**Available data:**
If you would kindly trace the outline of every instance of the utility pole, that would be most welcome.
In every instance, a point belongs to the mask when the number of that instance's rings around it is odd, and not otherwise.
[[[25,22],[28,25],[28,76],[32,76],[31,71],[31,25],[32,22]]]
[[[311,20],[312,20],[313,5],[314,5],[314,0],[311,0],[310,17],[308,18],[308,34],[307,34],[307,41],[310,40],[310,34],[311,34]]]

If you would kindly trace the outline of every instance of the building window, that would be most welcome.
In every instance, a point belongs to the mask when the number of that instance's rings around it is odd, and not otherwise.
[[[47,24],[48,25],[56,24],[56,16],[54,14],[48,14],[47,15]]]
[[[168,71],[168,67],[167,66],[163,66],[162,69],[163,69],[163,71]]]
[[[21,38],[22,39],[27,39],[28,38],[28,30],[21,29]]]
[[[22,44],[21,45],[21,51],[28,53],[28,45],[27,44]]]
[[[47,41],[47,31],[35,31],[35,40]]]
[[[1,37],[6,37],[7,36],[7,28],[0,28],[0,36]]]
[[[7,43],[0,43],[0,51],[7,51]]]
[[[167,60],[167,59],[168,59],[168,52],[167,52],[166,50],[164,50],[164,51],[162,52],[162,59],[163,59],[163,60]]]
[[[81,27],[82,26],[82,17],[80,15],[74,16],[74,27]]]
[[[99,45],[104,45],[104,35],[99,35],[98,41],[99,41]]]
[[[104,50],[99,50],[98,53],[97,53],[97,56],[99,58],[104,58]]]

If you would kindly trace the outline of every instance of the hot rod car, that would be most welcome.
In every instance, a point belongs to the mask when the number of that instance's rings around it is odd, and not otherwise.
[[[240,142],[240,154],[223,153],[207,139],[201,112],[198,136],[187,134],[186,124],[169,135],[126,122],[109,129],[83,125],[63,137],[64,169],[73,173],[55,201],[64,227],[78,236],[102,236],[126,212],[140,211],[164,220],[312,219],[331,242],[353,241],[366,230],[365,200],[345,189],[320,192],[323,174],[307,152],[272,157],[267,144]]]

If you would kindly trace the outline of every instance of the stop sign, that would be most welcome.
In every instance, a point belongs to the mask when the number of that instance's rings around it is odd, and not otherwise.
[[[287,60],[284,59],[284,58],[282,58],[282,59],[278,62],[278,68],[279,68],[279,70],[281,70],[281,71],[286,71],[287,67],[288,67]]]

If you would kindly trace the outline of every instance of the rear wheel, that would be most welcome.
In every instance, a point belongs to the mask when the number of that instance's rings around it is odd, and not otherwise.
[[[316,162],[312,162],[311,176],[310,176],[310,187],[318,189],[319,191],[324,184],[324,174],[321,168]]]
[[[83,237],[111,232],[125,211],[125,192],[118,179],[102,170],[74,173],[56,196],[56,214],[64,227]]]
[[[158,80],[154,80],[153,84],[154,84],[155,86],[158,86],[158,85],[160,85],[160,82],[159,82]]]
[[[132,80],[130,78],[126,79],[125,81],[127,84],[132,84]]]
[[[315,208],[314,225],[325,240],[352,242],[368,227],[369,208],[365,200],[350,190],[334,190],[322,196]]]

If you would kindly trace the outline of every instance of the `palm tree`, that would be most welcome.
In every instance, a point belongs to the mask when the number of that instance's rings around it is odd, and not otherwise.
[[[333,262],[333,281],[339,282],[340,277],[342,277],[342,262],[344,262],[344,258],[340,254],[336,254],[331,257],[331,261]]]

**Problem requirements:** Write the entries above out again, unchanged and complete.

**Answer space:**
If you would kindly trace the outline of every instance of the utility pole, that would be most welcome.
In every instance, a point belongs to the mask when the number of that instance's rings around it is odd, and not otherwise.
[[[25,22],[28,25],[28,76],[32,76],[31,71],[31,25],[32,22]]]
[[[311,20],[312,20],[313,5],[314,5],[314,0],[311,0],[310,17],[308,18],[308,34],[307,34],[307,41],[310,40],[310,34],[311,34]]]

If you would kindly trace the outline of every instance of the building window, that would be most welcome.
In every instance, a point belongs to the mask when the number of that instance's rings around it is odd, and not otherwise.
[[[47,24],[48,25],[56,24],[56,16],[54,14],[48,14],[47,15]]]
[[[168,71],[168,67],[167,66],[163,66],[162,69],[163,69],[163,71]]]
[[[21,38],[22,39],[27,39],[28,38],[28,30],[21,29]]]
[[[22,44],[21,45],[21,51],[28,53],[28,45],[27,44]]]
[[[47,41],[47,31],[35,31],[35,40]]]
[[[1,37],[6,37],[7,36],[7,28],[0,28],[0,36]]]
[[[7,43],[0,43],[0,51],[7,51]]]
[[[167,60],[167,59],[168,59],[168,52],[167,52],[166,50],[164,50],[164,51],[162,52],[162,59],[163,59],[163,60]]]
[[[81,27],[82,26],[82,17],[80,15],[74,16],[74,27]]]
[[[99,45],[104,45],[104,35],[99,35],[98,41],[99,41]]]
[[[104,50],[99,50],[98,53],[97,53],[97,56],[99,58],[104,58]]]

If you would kindly trace the outline of every instance of the hot rod car, that would be most welcome.
In every instance, a point belongs to the mask when the number of that instance's rings around it is odd, and not otherwise.
[[[240,142],[240,154],[223,153],[207,139],[201,112],[198,136],[187,134],[186,124],[169,135],[126,122],[109,129],[83,125],[63,137],[64,169],[73,173],[55,201],[64,227],[78,236],[102,236],[126,212],[140,211],[164,220],[312,219],[331,242],[353,241],[366,230],[365,200],[345,189],[320,192],[323,174],[307,152],[272,157],[267,144]]]

If you would kindly trace the outline of every instance of the stop sign, that would be most welcome.
In every instance, a point belongs to the mask when the number of that instance's rings around it is odd, and not otherwise.
[[[287,60],[284,59],[284,58],[282,58],[282,59],[278,62],[278,68],[279,68],[279,70],[281,70],[281,71],[286,71],[287,67],[288,67]]]

If you would kindly trace the outline of every instance of the rear wheel, that would be most welcome.
In every instance, a point belongs to the mask when the number of that instance's rings around it is odd, and not otherwise.
[[[316,162],[312,162],[311,176],[310,176],[310,187],[318,189],[319,191],[324,184],[324,174],[321,168]]]
[[[83,237],[111,232],[125,211],[125,192],[118,179],[102,170],[74,173],[56,196],[56,214],[64,227]]]
[[[158,80],[154,80],[153,84],[154,84],[155,86],[158,86],[158,85],[160,85],[160,82],[159,82]]]
[[[132,80],[130,78],[126,79],[125,81],[127,84],[132,84]]]
[[[315,208],[314,225],[325,240],[352,242],[368,227],[369,208],[365,200],[350,190],[334,190],[322,196]]]

If you would kindly trace the outline of every instance of the `palm tree`, that would be most welcome.
In every instance, a point belongs to the mask when the number of that instance's rings around it is odd, and not otherwise.
[[[333,262],[333,281],[339,282],[340,277],[342,277],[342,262],[344,262],[344,258],[340,254],[336,254],[331,257],[331,261]]]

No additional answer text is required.